*Extrait source*.
= = = =

Appliquant plus particulièrement son raisonnement au cas d’espèce, la Cour, s’appuyant toujours sur les jurisprudences Associação Sindical dos Juízes Portugueses et Minister for Justice and Equality (Défaillances du système judiciaire), poursuit en soulignant que l’art. 19 TUE impose que les juridictions nationales, chargées de la mise en œuvre du droit de l’Union, satisfassent aux exigences d’une protection juridictionnelle effective. Telle est à l’évidence le cas pour la Cour suprême de Pologne: dès lors que cette juridiction peut être appelée tant à appliquer qu’à interpréter le droit de l’Union, la préservation de son indépendance, au titre de ces exigences, est “primordiale”.[42] Pour le dire autrement, avec le même souci que la Cour de réitérer son propos, l’exigence d’indépendance, “inhérente à la mission de juger, relève du contenu essentiel du droit à une protection juridictionnelle effective et du droit fondamental à un procès équitable, lequel revêt une importance cardinale en tant que garant de la protection de l’ensemble des droits que les justiciables tirent du droit de l’Union et de la préservation des valeurs communes aux États membres énoncées à l’art. 2 TUE, notamment la valeur de l’État de droit”.[43]

Outre l’épanadiplose (la Cour, partie de l’art. 2 TUE sur les valeurs y revient au terme de son analyse), on relèvera le choix des juges de statuer sur le recours qui leur est soumis par la Commission “au regard de l’art. 19 UE”. La solution, “élégante et cohérente”, selon les termes de l’avocat général Tanchev,[44] reprend celle adoptée dans l’arrêt Associação Sindical dos Juízes Portugueses:[45] elle ne saurait donc surprendre. Elle n’en a pas moins été discutée. Même si sa position a évolué à l’audience,[46] la Commission soutenait ainsi dans sa requête, outre l’applicabilité en la cause de l’art. 19 TUE, celle de l’art. 47 de la Charte en tant qu’il garantit le droit fondamental à un procès équitable qui lui-même requiert l’indépendance des juges.[47] L’avocat général Tanchev adoptait la position inverse, affirmant explicitement, dans ses conclusions, que l’art. 19 TUE était seul applicable en l’espèce, tandis que l’art. 47 de la Charte ne l’était pas, la Commission n’ayant avancé “aucun argument” à l’appui de son applicabilité.[48] Adoptant le même parti, avec une expression moins tranchée cependant, la Cour se fonde sur le seul art. 19 TUE pour conduire son raisonnement, mais en invoquant à diverses reprises l’art. 47 de la Charte à titre d’argument d’appui. Ainsi souligne-t-elle qu’en application de l’art. 19 TUE, tous les États membres ont l’obligation d’établir les voies de recours propres à assurer une protection juridictionnelle effective, “au sens notamment de l’art. 47 de la Charte, dans les domaines couverts par le droit de l’Union”[49] ou encore que la préservation de l’indépendance d’une instance comme la Cour suprême de Pologne est primordiale “ainsi que le confirme l’art. 47, deuxième alinéa, de la Charte, qui mentionne l’accès à un tribunal ‘indépendant’ parmi les exigences liées au droit fondamental à un recours effectif”[50] (nous soulignons).

= = = =

*Données*.
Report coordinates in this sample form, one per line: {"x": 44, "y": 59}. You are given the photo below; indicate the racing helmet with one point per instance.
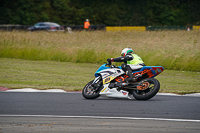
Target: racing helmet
{"x": 126, "y": 51}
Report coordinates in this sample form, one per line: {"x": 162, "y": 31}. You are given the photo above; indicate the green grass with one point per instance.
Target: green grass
{"x": 175, "y": 50}
{"x": 17, "y": 73}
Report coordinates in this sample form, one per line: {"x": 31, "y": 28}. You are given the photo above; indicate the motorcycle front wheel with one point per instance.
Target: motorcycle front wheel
{"x": 150, "y": 91}
{"x": 89, "y": 92}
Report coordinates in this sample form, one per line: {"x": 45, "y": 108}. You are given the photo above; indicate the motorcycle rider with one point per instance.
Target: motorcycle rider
{"x": 132, "y": 62}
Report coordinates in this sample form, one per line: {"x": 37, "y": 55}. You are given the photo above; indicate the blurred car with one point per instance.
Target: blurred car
{"x": 47, "y": 26}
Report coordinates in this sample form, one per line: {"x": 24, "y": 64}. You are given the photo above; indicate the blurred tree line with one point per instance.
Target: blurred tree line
{"x": 108, "y": 12}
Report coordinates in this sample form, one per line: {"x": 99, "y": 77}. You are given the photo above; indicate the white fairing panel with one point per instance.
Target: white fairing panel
{"x": 113, "y": 93}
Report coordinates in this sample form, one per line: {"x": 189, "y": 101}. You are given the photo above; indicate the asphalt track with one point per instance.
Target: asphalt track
{"x": 70, "y": 112}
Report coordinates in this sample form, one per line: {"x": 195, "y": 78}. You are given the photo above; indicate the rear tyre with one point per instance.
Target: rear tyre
{"x": 90, "y": 92}
{"x": 149, "y": 92}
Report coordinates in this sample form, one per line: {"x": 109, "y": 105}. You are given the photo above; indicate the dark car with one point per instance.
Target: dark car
{"x": 47, "y": 26}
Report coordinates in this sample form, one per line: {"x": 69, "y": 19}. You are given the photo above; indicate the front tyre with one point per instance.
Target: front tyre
{"x": 90, "y": 92}
{"x": 150, "y": 91}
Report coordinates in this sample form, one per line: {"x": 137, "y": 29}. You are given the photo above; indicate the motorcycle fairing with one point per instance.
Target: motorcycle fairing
{"x": 149, "y": 71}
{"x": 113, "y": 93}
{"x": 110, "y": 74}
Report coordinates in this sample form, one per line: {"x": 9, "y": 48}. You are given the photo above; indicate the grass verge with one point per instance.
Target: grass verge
{"x": 17, "y": 73}
{"x": 175, "y": 50}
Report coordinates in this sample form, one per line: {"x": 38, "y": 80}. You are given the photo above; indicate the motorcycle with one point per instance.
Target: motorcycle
{"x": 110, "y": 82}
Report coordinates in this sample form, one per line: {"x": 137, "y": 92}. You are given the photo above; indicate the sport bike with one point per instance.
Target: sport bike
{"x": 110, "y": 82}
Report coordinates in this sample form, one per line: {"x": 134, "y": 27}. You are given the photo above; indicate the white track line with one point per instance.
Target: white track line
{"x": 103, "y": 117}
{"x": 62, "y": 91}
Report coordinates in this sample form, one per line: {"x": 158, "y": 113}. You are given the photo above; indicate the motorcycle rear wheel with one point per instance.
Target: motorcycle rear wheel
{"x": 89, "y": 92}
{"x": 149, "y": 92}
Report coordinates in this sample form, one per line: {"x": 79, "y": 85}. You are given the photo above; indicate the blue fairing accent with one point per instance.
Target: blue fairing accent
{"x": 103, "y": 67}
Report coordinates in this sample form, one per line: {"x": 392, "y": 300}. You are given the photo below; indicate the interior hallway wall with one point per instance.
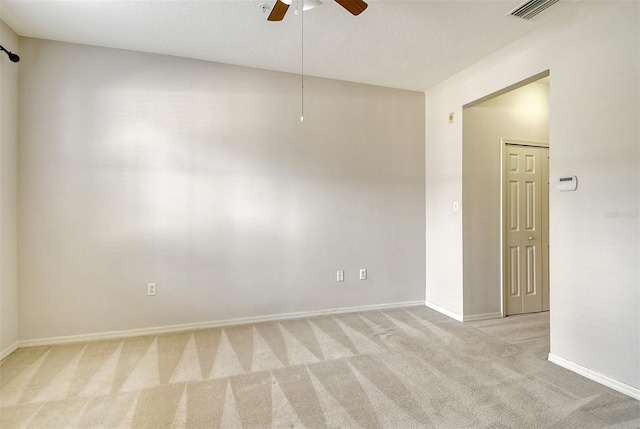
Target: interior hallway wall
{"x": 139, "y": 168}
{"x": 594, "y": 59}
{"x": 519, "y": 114}
{"x": 8, "y": 192}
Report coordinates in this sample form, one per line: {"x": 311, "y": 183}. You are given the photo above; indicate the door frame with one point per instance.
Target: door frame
{"x": 504, "y": 141}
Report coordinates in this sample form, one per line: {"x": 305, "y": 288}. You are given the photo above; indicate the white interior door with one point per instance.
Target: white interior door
{"x": 526, "y": 203}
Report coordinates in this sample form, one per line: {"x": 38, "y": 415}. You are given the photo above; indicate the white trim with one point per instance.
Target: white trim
{"x": 484, "y": 316}
{"x": 157, "y": 330}
{"x": 596, "y": 376}
{"x": 6, "y": 352}
{"x": 444, "y": 311}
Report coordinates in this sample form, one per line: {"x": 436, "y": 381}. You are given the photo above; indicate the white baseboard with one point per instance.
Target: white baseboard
{"x": 6, "y": 352}
{"x": 483, "y": 316}
{"x": 596, "y": 376}
{"x": 157, "y": 330}
{"x": 448, "y": 313}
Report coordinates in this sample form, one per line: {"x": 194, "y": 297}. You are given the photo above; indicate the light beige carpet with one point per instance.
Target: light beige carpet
{"x": 402, "y": 368}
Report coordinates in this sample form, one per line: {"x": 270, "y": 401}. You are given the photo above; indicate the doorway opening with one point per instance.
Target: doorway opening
{"x": 519, "y": 115}
{"x": 525, "y": 226}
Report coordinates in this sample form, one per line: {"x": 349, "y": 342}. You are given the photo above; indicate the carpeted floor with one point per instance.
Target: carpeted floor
{"x": 401, "y": 368}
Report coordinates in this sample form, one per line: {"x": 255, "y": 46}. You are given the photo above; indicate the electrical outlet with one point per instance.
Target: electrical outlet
{"x": 152, "y": 290}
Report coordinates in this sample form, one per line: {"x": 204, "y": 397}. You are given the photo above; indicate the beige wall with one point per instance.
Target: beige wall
{"x": 519, "y": 114}
{"x": 139, "y": 168}
{"x": 594, "y": 59}
{"x": 8, "y": 190}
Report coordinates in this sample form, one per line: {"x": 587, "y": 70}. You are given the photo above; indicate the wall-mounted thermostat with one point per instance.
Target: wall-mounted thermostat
{"x": 567, "y": 183}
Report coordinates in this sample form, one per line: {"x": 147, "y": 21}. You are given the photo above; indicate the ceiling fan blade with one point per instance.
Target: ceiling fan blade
{"x": 278, "y": 11}
{"x": 356, "y": 7}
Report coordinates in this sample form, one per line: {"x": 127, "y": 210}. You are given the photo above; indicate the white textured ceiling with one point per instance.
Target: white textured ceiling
{"x": 395, "y": 43}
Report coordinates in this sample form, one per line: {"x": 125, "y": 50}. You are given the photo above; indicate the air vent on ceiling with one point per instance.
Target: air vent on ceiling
{"x": 531, "y": 8}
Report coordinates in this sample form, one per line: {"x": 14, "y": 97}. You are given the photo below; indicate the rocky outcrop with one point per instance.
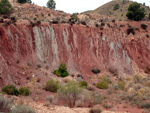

= = = =

*Travail demandé*.
1) Pour chacune des affirmations suivantes, dites si elle concorde avec l'extrait sur l'indépendance de la Cour suprême de Pologne, en répondant par oui ou par non et en citant à l'identique les mots décisifs. (a) L'avocat général Tanchev tenait l'art. 47 de la Charte pour applicable en l'espèce. (b) La Cour juge « primordiale » la préservation de l'indépendance de la Cour suprême de Pologne. (c) La solution retenue reprend celle de l'arrêt Associação Sindical dos Juízes Portugueses.
2) Rédigez la suite de l'extrait sur l'indépendance de la Cour suprême de Pologne, en partant de sa dernière phrase.

*Résultats attendus*.
1)
(a) Non : « l’art. 19 TUE était seul applicable en l’espèce, tandis que l’art. 47 de la Charte ne l’était pas ».
(b) Oui : « la préservation de son indépendance, au titre de ces exigences, est “primordiale” ».
(c) Oui : « reprend celle adoptée dans l’arrêt Associação Sindical dos Juízes Portugueses ».

2)
La position est habile. Elle offre, d’une part, à la Cour une base de compétence élargie (le champ d’application matériel de l’art. 19 TUE, tel qu’interprété par l’arrêt Associação Sindical dos Juízes Portugueses, est plus étendu que celui de l’art. 47 de la Charte)[51] sans l’obliger à renoncer à se référer, à titre subsidiaire, aux droits protégés par la Charte. Elle lui permet, d’autre part, de contourner l’obstacle que représente le protocole n°30 annexé aux traités sur l’application de la Charte à la Pologne (et au Royaume-Uni).[52] La Cour peut en effet affirmer que ce protocole “ne concerne pas” l’art. 19 TUE et rappeler “au demeurant, qu’il ne remet pas davantage en question l’applicabilité de la Charte en Pologne et n’a pas pour objet d’exonérer la République de Pologne de l’obligation de respecter les dispositions de la Charte”.[53] Il convient toutefois, comme l’a souligné à raison l’avocat général Tanchev dans ses conclusions du 20 juin 2019, dans l’affaire Commission c. Pologne (Indépendance des juridictions de droit commun), “de faire preuve de prudence lorsque l’art. 47 de la Charte est invoqué directement pour éclairer la protection qui concerne l’État de droit prévu à l’art. 2 TUE, ainsi que l’inamovibilité des juges et le droit à un tribunal indépendant et impartial découlant de l’art. 19, par.e 1, second alinéa, TUE, du moins dans des situations où un État membre ne met pas en œuvre le droit de l’Union au sens de l’art. 51, par. 1, de la Charte, malgré l’inévitable recoupement entre ces deux dispositions dû aux sources communes”.[54] Habileté n’est pas rouerie.

IV. Examen au fond

Sur le fond, la Cour examine tour à tour les deux griefs soulevés dans sa requête par la Commission à l’encontre de la Pologne.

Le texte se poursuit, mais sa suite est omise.